_Task brief_.
Rewrite the passage of the Montana Rose review between "Both sighing again" and "a good way.", inclusive, replacing "husband" with "spouse".

_Selected text_.
=== Section Start ===

Wednesday, August 11, 2010

A review of Montana Rose by Mary Connealy



A day in the life of a random conversation between Mary and Gina after Gina decided she ought to tackle reading Mary's 80 million novels before the next one is released. Primarily because Gina has also decided she doesn't read enough CBA fiction and really ought to. Yes, Gina freely admits she's a picky reader.

Book 1 done, 79,999,999 to go
Gina is not necessarily reading books in order written. She tries to be adventurous.

Gina: Hey, Mary, I read your book and it made me cry. Lots. And then another round. Which probably had nothing to do with the book. Okay, it didn't. Well, a little. But that little lead to me crying and I needed to. And now I feel better. Mostly. Some. More than half at least. Or close to half.

Mary looking all confused...and a little worried, though not overly empathetic, which could be a bad thing, but not necessarily: Cried huh?

Gina: Uh huh. That's how a Christian man is supposed to struggle with sexual thoughts both before and after he married the heroine. Realistic yet honorable.

Mary: My editor at Barbour actually debated with me whether we oughta give Red more of a conflict, internal angst. Character arc, struggles with his faith. You know, the usual. :) But Cassie just needed so much gentleness and kindness, I couldn't bare to make Red difficult. So I gave him a temper to battle with, but he mostly controlled it really well.

Gina sighing: I love Red. He loves a woman who isn't afraid to tell him he's being a lazy good-fe-nutin' pole cat who can pick up his own dagblang underwear and put it in the hamper. Too bad I'm happily married...and he's a fictional character. It'll never work out. Drat.

Mary sighing too: I've always said, Red Dawson is the perfect man. All men should immediately change to be exactly like him.

Gina: Exactly! I'll start a petition...and a blood drive.

Mary: Exactly.

Gina: Ex-act-ly.

Both sighing again

Mary: I'm in talks with my husband to arrange this for him. To be more like Red. We may have to call in a Federal Mediation Team.

Gina: Then send them out here to Virginia. Maybe I'll write a review of MONTANA ROSE since it made me cry...in a good way.

Mary: Lemme know. I'll link my blog to it.

Both staring awkwadly at each other during the extended moment of awkward silence with several people wandering past clearly looking--and obviously feeling--as awkward as Mary and Gina, then after a quick hug both walking away because neither knows what next to say except for something related to flower pots and tire rotation, but since neither know much about pot, umm, potting or vehicle maintenance the conversation would only be awkward and stilted, thus the walking away

Hi, me, Gina, here! The above minus the bold was an actual conversation, which prompted me to write this review.

I picked up Mary's book on Monday night thinking it'll be a sweet, fun read. Mary's my kinda gal. She writes what I  hope my stories are "popcorn fiction for the soul." Wonder if I could use that for my brand? Hmm. I like popocorn and fiction and soul stuff (not to keen on the music, though). Could that be a brand? Hmm. I like fun, action-packed stories with an occasional dead body, not that I want to see the dead body. No, more like just talk about it. Now I digress.

So the story begins in the heroine, Cassie's point-of-view. The hero, Red, is digging a hole to bury her husband and two secondary characters are talking to him. Cassie overhears them gossipping about her dead husband (village idiot) and gossipping about her (snotty china doll) and wondering how quick she'd get hitched again now that her loser husband is dead. While Red didn't participate in the gossipping, he didn't tell then to stop.

=== Section End ===

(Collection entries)
=== Section Start ===

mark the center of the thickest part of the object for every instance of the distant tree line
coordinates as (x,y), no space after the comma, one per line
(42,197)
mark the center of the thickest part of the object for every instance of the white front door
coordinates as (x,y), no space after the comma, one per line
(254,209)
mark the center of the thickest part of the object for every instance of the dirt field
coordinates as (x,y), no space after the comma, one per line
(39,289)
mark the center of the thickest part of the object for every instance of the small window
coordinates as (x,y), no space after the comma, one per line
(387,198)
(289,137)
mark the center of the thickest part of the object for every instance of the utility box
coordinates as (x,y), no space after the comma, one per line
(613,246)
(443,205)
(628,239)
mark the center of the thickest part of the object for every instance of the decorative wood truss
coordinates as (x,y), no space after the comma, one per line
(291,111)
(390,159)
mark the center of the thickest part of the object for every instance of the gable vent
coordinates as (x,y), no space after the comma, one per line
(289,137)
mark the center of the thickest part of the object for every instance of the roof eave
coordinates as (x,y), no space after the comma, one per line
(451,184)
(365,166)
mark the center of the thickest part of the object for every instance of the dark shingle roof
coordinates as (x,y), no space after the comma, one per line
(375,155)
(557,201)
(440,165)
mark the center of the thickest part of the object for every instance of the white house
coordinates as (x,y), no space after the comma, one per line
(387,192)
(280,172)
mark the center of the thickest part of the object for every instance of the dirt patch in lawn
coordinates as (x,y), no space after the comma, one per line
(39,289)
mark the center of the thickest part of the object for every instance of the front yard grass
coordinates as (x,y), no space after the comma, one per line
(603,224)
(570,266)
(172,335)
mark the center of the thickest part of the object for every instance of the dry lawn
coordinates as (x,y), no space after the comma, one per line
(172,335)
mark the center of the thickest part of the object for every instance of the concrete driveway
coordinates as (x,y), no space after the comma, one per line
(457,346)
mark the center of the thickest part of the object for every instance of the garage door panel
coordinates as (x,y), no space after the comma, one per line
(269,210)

=== Section End ===

_Exercise result_.
Both sighing again

Mary: I'm in talks with my spouse to arrange this for him. To be more like Red. We may have to call in a Federal Mediation Team.

Gina: Then send them out here to Virginia. Maybe I'll write a review of MONTANA ROSE since it made me cry...in a good way.